### Aim of the exercise
Pick up the article below about the City of Labour Valour honorary title right after its final sentence and carry it forward.
-- Begin Text block --
- Date: March 1, 2020
- Country: Russia

= City of Labour Valour =

City honorary title in the Russian Federation

City of Labour Valour (Город трудовой доблести) is a Russian honorary title assigned to cities who had an outstanding record of uninterrupted production of military and civilian products at industrial enterprises during World War II (known in most former republics of the Soviet Union as the Great Patriotic War). It was established by federal law dated to 1 March 2020. The title is awarded by decree of the President of the Russian Federation. It was created as part of the diamond jubilee celebrations of the end of the war in 2020. It was awarded to twenty Russian cities. This distinction corresponds to the distinction of Hero City and City of Military Glory.

There are many privileges that come with being awarded with the title. In a city that was awarded the title, a stele is installed with the coat of arms of the city. On public events such as Labour Day, Victory Day (9 May) and their individual City Day, the city is entitled to host a fireworks show.
-- End Text block --
-- Begin Provided information --
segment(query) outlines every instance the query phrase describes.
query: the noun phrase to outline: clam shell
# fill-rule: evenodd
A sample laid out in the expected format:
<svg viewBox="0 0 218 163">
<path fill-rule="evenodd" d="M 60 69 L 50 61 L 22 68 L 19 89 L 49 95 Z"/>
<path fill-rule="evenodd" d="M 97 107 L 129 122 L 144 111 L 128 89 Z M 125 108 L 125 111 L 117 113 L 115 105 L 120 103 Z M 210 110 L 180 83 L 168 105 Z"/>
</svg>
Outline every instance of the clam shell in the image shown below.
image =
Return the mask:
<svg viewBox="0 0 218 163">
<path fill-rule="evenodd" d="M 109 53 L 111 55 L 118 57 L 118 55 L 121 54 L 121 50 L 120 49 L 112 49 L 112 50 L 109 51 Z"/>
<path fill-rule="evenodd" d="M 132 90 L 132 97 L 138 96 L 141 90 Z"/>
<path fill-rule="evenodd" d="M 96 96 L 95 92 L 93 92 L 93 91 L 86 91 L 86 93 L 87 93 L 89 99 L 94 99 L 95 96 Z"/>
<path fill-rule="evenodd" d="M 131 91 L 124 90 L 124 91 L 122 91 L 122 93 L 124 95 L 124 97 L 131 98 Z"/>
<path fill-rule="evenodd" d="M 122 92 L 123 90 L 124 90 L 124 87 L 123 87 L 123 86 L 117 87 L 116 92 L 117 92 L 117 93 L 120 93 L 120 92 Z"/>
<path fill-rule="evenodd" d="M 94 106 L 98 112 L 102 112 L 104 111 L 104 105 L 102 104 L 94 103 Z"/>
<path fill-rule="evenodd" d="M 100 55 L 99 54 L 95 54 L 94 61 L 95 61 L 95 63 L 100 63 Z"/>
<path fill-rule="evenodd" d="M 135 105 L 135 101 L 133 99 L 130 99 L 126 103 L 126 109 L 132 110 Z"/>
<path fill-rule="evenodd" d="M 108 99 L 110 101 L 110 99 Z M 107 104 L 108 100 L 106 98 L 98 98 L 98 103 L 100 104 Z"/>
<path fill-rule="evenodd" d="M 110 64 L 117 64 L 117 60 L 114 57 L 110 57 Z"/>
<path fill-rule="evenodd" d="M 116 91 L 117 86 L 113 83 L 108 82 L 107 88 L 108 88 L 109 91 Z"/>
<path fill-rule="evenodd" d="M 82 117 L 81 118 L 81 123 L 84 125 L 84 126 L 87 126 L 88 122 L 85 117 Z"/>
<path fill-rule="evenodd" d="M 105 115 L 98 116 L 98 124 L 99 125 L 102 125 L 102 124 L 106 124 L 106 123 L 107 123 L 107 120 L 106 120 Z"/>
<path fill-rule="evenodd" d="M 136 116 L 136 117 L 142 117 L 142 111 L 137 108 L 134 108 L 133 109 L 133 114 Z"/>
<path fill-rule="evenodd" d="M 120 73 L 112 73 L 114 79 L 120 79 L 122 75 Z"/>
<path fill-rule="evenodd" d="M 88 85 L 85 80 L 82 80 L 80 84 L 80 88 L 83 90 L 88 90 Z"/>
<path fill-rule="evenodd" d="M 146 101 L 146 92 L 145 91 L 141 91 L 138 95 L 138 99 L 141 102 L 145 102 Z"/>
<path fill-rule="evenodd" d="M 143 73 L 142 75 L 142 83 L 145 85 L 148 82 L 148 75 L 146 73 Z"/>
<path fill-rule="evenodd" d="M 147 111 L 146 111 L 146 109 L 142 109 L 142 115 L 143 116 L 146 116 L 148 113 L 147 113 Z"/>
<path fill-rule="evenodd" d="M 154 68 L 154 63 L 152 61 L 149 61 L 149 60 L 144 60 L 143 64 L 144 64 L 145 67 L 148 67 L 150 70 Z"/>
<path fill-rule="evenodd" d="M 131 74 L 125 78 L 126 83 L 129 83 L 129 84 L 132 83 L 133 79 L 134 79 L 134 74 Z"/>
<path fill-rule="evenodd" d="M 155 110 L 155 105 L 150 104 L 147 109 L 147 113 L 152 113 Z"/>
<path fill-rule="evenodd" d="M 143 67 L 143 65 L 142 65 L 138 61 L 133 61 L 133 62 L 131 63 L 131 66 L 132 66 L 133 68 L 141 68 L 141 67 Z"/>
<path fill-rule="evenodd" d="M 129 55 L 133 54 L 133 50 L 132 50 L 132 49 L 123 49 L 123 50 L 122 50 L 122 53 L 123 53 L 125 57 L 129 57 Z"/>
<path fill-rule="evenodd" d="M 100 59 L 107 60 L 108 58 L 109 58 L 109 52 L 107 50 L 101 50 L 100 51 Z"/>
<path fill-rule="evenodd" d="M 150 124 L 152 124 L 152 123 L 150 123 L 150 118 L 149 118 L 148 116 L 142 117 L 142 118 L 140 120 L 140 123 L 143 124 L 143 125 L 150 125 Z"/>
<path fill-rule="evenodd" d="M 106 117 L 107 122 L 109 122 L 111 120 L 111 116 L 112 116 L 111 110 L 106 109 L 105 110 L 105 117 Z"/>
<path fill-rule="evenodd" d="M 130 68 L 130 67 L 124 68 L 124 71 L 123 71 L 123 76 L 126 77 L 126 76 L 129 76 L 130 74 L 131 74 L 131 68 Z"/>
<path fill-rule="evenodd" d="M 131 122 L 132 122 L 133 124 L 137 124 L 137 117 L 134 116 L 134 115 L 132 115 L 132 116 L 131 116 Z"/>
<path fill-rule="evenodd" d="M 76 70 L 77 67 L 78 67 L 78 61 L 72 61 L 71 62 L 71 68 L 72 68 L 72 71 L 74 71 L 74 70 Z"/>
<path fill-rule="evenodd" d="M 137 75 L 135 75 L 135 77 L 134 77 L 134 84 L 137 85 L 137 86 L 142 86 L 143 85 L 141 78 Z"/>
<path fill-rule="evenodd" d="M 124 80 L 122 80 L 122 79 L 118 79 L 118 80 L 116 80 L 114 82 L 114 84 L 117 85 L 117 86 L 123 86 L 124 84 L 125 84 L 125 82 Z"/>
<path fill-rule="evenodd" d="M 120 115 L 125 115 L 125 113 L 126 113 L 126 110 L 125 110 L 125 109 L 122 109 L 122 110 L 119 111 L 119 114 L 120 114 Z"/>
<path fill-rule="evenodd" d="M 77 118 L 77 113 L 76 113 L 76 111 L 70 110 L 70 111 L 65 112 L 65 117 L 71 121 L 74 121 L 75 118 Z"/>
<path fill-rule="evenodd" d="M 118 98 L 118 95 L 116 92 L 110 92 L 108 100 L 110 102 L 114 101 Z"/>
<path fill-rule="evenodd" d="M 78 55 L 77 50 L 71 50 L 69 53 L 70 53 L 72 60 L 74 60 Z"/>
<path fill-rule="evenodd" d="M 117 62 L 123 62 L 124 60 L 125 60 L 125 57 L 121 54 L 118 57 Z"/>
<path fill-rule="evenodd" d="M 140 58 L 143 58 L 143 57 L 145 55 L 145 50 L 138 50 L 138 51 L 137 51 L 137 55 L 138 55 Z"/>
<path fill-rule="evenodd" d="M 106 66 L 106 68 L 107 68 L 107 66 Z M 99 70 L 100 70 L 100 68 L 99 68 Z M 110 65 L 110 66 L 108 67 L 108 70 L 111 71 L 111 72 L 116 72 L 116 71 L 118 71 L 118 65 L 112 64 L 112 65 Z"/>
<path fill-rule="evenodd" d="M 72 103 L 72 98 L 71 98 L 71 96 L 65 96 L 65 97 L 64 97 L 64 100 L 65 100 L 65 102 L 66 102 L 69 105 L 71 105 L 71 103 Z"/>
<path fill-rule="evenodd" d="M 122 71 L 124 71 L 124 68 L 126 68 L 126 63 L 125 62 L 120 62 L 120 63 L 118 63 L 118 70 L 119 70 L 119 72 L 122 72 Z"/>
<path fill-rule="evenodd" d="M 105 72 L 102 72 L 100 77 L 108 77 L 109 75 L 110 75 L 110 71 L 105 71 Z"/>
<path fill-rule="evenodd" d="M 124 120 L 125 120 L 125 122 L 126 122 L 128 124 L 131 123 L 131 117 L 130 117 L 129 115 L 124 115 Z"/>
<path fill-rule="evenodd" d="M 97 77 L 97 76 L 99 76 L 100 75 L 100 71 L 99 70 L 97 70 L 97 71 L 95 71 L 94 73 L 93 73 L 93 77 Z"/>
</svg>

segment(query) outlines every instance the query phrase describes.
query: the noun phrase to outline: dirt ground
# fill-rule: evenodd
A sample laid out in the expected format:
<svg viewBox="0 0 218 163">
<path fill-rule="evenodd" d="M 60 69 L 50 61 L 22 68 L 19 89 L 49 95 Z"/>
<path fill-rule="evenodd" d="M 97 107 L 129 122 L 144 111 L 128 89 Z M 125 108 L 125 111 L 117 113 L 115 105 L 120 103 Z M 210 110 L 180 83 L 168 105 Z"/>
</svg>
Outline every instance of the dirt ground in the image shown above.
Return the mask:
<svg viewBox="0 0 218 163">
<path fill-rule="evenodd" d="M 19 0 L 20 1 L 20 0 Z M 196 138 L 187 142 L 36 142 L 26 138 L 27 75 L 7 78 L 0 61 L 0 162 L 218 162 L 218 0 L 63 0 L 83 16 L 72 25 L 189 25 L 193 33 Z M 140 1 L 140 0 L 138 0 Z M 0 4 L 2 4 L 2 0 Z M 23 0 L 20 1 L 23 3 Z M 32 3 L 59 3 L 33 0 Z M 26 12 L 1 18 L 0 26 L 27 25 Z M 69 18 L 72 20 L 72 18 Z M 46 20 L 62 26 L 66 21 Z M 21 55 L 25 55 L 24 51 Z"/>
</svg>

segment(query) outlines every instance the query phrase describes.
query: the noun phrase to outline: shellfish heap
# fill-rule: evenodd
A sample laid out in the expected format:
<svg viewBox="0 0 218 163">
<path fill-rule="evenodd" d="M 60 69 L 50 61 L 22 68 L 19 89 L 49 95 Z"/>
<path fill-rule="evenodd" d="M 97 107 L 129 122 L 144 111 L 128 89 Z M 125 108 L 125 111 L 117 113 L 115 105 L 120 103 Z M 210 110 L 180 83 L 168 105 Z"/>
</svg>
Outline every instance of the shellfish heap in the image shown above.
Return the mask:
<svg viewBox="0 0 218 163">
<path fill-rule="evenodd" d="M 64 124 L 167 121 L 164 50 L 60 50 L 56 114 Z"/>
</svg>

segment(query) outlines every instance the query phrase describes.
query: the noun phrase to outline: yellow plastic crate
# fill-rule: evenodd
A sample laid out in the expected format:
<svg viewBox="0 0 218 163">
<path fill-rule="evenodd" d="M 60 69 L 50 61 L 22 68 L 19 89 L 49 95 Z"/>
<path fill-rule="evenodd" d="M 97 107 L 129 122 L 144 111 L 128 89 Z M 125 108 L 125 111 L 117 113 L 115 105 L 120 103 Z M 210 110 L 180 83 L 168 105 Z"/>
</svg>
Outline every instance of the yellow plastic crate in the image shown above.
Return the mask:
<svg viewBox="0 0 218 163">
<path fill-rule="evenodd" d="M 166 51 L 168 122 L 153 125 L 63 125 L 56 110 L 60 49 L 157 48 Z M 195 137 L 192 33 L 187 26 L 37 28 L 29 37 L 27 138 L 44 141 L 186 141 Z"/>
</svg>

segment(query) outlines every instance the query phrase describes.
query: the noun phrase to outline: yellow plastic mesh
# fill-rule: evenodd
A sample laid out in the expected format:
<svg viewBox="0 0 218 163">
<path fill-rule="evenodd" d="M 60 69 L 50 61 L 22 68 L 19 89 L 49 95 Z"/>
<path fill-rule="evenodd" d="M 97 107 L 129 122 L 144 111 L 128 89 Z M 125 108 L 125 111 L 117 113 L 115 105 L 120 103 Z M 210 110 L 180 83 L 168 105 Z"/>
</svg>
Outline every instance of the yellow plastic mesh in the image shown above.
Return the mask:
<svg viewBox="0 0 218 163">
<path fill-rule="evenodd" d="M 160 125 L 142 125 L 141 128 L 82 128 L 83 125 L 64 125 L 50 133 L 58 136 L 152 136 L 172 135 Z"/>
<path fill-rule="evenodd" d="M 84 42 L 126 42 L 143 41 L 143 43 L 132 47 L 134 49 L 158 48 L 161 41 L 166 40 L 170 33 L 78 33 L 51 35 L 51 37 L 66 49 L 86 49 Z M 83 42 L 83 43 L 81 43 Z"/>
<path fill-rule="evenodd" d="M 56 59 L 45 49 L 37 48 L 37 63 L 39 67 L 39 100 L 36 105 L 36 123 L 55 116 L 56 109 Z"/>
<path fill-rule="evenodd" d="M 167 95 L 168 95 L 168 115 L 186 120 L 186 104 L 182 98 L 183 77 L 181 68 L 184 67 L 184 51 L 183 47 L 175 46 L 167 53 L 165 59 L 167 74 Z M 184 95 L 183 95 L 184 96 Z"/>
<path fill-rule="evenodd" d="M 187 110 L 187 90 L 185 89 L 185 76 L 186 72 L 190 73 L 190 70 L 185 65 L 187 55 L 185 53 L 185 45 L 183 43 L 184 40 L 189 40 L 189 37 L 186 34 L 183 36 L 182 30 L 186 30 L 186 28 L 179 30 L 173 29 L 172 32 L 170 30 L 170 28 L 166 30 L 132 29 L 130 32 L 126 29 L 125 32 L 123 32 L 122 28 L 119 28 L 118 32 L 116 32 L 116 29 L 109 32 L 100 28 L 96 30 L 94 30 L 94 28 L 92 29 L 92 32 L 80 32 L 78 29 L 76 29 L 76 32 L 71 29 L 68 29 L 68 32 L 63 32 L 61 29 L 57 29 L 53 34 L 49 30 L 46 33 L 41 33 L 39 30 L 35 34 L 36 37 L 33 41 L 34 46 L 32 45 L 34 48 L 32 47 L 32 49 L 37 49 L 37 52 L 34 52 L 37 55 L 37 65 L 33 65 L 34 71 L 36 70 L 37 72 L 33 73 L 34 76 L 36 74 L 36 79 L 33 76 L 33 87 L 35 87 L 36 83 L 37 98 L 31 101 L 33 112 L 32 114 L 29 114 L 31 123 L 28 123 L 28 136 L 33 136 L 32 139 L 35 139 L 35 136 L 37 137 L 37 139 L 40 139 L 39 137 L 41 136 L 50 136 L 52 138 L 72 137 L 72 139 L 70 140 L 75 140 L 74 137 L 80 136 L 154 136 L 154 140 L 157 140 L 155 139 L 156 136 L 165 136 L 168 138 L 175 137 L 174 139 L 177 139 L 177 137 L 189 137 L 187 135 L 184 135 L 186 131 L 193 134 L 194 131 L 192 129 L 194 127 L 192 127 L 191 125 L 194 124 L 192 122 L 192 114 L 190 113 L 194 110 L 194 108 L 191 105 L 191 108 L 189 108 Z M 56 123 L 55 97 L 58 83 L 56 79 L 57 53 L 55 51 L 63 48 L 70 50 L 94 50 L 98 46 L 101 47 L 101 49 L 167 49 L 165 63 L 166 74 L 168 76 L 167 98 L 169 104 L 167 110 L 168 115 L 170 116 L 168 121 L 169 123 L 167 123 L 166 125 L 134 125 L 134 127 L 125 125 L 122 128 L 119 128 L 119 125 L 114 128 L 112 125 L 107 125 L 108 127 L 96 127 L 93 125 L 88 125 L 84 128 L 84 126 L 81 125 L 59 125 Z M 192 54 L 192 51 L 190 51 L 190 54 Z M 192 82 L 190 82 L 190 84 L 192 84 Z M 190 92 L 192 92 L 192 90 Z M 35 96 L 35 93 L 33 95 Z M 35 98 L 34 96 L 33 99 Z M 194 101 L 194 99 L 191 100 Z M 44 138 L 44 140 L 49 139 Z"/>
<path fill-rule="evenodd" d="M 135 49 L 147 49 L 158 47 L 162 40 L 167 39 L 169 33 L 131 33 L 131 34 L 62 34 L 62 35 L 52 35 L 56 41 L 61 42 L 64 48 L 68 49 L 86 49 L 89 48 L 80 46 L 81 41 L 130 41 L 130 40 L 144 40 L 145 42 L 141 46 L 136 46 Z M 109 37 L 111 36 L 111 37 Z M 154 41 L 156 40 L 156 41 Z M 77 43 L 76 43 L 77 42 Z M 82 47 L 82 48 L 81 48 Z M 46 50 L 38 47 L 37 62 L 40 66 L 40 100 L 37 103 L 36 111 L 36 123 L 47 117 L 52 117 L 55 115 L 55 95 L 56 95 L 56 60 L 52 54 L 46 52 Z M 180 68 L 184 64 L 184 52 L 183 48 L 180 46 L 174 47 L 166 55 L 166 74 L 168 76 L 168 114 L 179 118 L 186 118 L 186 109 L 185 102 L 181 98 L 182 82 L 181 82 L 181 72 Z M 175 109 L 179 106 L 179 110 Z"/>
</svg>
-- End Provided information --
### Solved exercise
==History==
Initiatives to establish an honorary title for Russian cities, whose inhabitants performed a labor feat during the years of the war were repeatedly put forward by Russian public and political figures.
In 2009, the non-profit partnership Interstate Union of Hero Cities established the public honorary international title "City of Labor Valor and Glory" and approved the provision on this title. This public title was awarded by the non-profit partnership to a number of cities. Draft federal laws were introduced to the State Duma at one point by deputies of such as Valentin Varennikov and Valery Vostrotin, members of the Federation Council and even at the local level by members of the Legislative Assembly of the Chelyabinsk Region. In 2017, the initiative to establish the honorary title “City of Labor Glory” was submitted and published on the portal Russian Public Initiative. In the first half of 2019, the State Duma and the State Council of the Udmurt Republic introduced the draft federal law for the award that was submitted in 14 December to President Vladimir Putin. In July 2020, the title “City of Labor Valor” was awarded to 20 cities of the Russian Federation: Nizhny Novgorod, Yekaterinburg, Chelyabinsk, Samara, Perm, Nizhny Tagil, Saratov, Omsk, Kazan, Novosibirsk, Borovichi, Ivanovo, Izhevsk, Irkutsk, Magnitogorsk, Novokuznetsk, Tomsk, Ulyanovsk, Ufa and Yaroslavl. It was amended again in May 2021: Barnaul, Kamensk-Uralsky, Kirov, Kolomna, Komsomolsk-on-Amur, Krasnoyarsk, Magadan, Penza, Rybinsk, Severodvinsk, Tyumen and Cheboksary.

==See also==
- Medal "For Labour Valour"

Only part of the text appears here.